Recorded data
----------

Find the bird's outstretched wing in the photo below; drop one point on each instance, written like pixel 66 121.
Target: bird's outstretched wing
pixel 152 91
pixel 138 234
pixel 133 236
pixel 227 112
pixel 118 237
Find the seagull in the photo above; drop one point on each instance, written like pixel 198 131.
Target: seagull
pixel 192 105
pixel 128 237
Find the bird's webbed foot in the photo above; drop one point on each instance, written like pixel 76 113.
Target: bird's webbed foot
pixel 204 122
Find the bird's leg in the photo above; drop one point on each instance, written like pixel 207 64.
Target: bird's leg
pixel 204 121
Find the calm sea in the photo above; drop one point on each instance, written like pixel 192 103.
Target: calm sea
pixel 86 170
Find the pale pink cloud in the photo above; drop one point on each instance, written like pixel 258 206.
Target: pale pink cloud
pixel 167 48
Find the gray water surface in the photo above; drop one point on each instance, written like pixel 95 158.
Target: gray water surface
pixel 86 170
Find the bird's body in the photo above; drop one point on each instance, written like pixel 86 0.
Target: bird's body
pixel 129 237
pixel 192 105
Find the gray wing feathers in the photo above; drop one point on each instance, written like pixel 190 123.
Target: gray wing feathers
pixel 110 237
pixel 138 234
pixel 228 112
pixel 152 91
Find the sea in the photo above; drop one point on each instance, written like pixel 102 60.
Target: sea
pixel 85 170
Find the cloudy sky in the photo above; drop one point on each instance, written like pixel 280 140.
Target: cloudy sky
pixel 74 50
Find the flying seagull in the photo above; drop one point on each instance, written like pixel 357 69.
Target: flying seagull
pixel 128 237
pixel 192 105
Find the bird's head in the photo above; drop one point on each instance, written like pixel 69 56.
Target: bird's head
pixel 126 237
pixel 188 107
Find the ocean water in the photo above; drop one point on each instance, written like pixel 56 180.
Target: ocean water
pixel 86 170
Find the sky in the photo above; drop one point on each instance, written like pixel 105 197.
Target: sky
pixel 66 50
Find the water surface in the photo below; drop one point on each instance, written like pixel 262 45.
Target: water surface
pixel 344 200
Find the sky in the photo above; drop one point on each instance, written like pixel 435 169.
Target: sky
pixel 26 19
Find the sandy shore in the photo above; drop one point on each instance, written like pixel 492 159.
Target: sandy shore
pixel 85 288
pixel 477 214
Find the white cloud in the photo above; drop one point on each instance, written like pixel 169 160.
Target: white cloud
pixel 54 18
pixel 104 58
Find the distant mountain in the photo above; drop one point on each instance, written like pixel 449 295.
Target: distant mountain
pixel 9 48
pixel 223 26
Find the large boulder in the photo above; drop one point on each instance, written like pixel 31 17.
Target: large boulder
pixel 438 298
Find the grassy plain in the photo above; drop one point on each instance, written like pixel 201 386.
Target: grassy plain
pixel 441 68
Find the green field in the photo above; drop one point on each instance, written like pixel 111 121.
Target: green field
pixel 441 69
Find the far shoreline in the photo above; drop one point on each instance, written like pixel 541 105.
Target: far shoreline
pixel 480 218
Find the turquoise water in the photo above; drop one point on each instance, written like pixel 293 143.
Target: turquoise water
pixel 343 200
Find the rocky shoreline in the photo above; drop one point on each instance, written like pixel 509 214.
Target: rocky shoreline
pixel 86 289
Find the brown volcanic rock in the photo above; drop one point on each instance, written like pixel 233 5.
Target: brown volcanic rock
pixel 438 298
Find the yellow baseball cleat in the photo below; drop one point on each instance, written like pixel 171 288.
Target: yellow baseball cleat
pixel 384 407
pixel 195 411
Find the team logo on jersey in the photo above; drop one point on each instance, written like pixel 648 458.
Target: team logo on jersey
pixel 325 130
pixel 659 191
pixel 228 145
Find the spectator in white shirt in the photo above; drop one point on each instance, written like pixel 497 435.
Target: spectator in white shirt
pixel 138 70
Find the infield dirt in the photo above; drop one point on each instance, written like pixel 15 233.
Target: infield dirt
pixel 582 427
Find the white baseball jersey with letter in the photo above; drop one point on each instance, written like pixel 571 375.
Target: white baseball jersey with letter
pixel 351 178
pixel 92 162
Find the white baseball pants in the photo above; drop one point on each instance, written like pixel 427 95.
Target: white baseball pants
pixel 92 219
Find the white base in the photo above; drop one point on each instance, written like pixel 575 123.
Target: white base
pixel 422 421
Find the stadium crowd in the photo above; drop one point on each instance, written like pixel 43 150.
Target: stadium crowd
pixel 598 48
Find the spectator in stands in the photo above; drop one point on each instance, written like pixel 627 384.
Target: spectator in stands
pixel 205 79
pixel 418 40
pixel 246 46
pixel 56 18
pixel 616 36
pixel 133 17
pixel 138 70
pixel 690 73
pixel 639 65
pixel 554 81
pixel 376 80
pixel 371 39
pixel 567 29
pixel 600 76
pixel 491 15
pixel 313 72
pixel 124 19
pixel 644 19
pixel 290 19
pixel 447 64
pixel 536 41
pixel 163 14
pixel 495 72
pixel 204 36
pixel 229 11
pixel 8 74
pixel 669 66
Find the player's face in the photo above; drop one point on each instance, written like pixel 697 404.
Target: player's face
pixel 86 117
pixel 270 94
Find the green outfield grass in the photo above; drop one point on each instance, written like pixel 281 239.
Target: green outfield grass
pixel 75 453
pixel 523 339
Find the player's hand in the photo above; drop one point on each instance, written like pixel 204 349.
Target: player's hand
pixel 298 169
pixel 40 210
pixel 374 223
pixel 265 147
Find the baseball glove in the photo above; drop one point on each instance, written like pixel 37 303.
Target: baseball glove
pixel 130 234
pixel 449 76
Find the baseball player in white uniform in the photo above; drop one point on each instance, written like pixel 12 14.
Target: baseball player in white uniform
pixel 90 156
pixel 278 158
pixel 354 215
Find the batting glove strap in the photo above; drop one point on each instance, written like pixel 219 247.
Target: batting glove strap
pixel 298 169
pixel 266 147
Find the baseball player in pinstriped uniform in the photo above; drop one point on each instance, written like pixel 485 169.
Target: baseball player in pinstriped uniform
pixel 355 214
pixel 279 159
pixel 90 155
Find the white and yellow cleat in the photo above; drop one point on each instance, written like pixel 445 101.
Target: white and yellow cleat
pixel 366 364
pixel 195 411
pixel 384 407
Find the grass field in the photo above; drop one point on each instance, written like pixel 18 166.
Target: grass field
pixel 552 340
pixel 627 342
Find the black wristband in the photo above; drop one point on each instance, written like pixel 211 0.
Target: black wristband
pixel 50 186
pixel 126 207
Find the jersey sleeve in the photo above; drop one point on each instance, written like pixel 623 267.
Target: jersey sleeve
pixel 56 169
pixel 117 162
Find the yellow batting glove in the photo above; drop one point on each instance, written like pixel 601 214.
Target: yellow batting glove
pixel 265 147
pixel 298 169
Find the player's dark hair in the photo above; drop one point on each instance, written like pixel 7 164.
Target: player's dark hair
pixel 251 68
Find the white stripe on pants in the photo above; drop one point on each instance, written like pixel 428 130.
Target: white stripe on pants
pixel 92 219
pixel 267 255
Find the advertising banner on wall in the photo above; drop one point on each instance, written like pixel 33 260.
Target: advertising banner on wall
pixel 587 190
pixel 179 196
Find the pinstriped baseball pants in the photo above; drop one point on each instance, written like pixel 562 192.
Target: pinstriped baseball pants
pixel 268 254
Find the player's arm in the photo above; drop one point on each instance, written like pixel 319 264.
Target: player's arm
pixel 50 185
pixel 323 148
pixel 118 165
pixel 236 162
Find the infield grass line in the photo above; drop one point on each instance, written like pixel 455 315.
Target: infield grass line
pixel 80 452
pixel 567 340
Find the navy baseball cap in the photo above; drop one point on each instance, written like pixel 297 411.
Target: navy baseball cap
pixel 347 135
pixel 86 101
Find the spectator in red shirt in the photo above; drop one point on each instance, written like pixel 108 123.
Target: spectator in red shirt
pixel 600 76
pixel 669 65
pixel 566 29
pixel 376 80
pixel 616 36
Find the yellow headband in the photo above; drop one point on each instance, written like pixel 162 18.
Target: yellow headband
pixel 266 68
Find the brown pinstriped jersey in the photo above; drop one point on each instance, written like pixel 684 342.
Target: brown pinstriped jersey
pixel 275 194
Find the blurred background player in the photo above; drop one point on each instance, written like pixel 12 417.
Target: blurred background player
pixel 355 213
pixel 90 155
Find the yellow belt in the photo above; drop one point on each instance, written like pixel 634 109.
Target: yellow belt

----------

What the exercise asks
Above are the entries. Copy exactly the part that opens with the line containing "Find the flying" and closes with the line containing "Find the water", and no more.

Completed exercise
Find the flying seagull in the photo above; drop one point on each instance, written like pixel 357 69.
Target: flying seagull
pixel 128 237
pixel 192 105
Find the bird's head in the photo above; drop one point on each instance, written like pixel 69 56.
Target: bird's head
pixel 126 237
pixel 188 107
Find the ocean water in the photo above; drop one point on each instance, written like pixel 56 180.
Target: ocean water
pixel 86 170
Find the sky in the photo above; drop one point on each instance, written like pixel 105 197.
Target: sky
pixel 66 50
Find the water surface in the photo below; drop one point on each instance, written like pixel 262 45.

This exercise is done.